読解テキスト:

___

江戸時代において、常陸土浦 (ひたちつちうら:現在の茨城県土浦市) 藩を11代にわたって治めていた「土屋家」。最終的に土浦藩9万5,000石を領するまでになりましたが、その治世が安定していたことを証明するがごとく、数多くの刀剣を所有していました。ここでは、その中の1振である日本刀の太刀「景依」(かげより)についてご紹介すると共に、土屋家のルーツをご説明します。
土屋氏には、相模(さがみ)国で興った「桓武平氏中村氏族」(かんむへいしなかむらしぞく)の流れを汲む系統もありますが、土浦藩の藩主であった土屋家の源流は、もとを辿ると、「足利氏族一色氏流」(あしかがしぞくいっしきしりゅう)の始祖「一色公深」(いっしききみふか/こうしん)に行き着くのです。
鎌倉幕府の御家人であった公深は、足利宗家第4代当主「足利泰氏」(あしかがやすうじ)の7男。彼から数えて4代あとの子孫である範貞(のりさだ)の曾孫・藤次(ふじつぐ)が、甲斐(かい:現在の山梨県)武田氏の第14代当主「武田信重」(たけだのぶしげ)の子で跡継ぎのいなかった光重(みつしげ)の養子となります。そして、藤次は、光重が再興させていた名跡「金丸」(かねまる)姓を継ぐことになったのです。
武田氏の重臣となった金丸氏はその親戚でもありました。そんな中、「武田信玄」(たけだしんげん)の傳役(もりやく:教育係)を務めていた「金丸虎義」(かねまるとらよし)の5男・惣蔵(そうぞう)が養子にいく話が持ち上がります。わずか13歳で飾った初陣において敵の首を討ち取った惣蔵の武功を知った、駿河(するが:現在の静岡県中部・北東部)今川氏の家臣「岡部貞綱」(おかべさだつな)が、自身の養子として惣蔵を迎え入れることを信玄に申し出たのです。

___

データ行:
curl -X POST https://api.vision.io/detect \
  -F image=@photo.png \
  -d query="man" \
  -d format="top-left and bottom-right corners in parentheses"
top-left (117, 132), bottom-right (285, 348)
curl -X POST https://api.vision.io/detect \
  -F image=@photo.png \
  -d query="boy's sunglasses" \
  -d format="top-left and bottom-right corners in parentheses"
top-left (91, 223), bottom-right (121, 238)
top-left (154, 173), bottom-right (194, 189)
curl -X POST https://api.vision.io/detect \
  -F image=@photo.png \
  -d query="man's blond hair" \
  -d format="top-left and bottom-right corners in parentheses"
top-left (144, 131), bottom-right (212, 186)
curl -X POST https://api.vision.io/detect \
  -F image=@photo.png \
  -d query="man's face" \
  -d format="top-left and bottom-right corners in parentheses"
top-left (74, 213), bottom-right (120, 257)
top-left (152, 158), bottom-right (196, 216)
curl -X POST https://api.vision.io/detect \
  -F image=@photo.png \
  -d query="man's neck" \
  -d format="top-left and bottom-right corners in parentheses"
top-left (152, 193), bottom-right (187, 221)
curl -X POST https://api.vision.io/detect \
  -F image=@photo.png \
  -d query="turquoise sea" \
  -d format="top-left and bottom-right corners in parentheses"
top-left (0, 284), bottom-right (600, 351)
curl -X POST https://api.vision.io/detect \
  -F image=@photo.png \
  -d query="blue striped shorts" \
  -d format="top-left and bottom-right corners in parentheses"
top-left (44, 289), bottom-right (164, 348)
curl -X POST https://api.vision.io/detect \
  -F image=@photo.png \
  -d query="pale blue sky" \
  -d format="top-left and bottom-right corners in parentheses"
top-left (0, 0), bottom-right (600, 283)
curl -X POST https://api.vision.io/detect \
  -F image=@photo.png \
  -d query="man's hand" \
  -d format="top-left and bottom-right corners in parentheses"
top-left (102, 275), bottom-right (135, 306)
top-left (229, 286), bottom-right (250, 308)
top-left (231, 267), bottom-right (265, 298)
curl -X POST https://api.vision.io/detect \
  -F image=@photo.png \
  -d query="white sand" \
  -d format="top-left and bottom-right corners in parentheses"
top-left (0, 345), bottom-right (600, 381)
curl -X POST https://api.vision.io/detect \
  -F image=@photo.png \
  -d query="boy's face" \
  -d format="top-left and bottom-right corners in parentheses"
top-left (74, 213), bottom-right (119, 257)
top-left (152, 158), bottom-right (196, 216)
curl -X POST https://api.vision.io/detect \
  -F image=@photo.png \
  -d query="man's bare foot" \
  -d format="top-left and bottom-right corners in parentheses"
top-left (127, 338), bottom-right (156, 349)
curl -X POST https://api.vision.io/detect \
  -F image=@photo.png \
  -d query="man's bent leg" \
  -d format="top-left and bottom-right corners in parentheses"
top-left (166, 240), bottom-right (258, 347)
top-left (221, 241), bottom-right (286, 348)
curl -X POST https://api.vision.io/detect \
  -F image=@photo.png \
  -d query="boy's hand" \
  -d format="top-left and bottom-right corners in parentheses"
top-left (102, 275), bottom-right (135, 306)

___

指示 1:
土屋家の解説文について、次の問いに答えてください。
(a) 土屋家は土浦藩を何代にわたって治めましたか。
(b) 一色公深は足利泰氏の何男ですか。
(c) 惣蔵が初陣を飾ったのは何歳のときですか。
指示 2:
土屋家の解説文を、最後の文の続きから書き継いでください。

最終回答 1:
(a) 11代
(b) 7男
(c) 13歳

最終回答 2:
そして1570年(永禄13年/元亀元年)、貞綱が武田海賊衆の幹部になると、名跡であった「土屋」(つちや)姓を承継。それと同時に、惣蔵が貞綱の養子となることが認められました。このときに惣蔵は、信玄により「土屋昌恒」(つちやまさつね)と名乗ることを命じられています。
1575年(天正3年)、金丸虎義の次男で、すでに土屋姓を名乗っていた昌恒の実兄・昌続(まさつぐ)と養父・貞綱が、織田信長・徳川家康連合軍と「武田勝頼」(たけだかつより)とが対立した「長篠の戦い」(ながしののたたかい)において討死。
これを受けて、昌続と貞綱、両方の土屋家の家督を、昌恒が継ぐことになりました。武田方であった昌続と貞綱の家臣を率いた昌恒は、その優れた武勇を活かして勝頼に従い、上野(こうずけ:現在の群馬県)国や東海道方面での数多くの戦いに参加したのです。
中でも1580年(天正8年)、勝頼が上野国の「膳城」(ぜんじょう)を攻略した「素肌攻め」と称される戦いでの昌恒は、武具を身に着けない軽装で、城の大手門(正門)に先陣を切って乗り込んだという逸話が残っています。
さらに特筆すべきは、武田氏滅亡の結末を迎えた、1582年(天正10年)2月3日から始まった「甲州征伐」(こうしゅうせいばつ)。これは「織田信忠」(おだのぶただ)を主力とし、徳川家康・北条氏政(ほうじょううじまさ)と共に興した武田氏討伐の軍勢が、長篠の戦いで敗退したあとに衰退の一途を辿っていた勝頼の領国(上野・駿河・信濃・甲斐)へ侵攻した一連の戦いです。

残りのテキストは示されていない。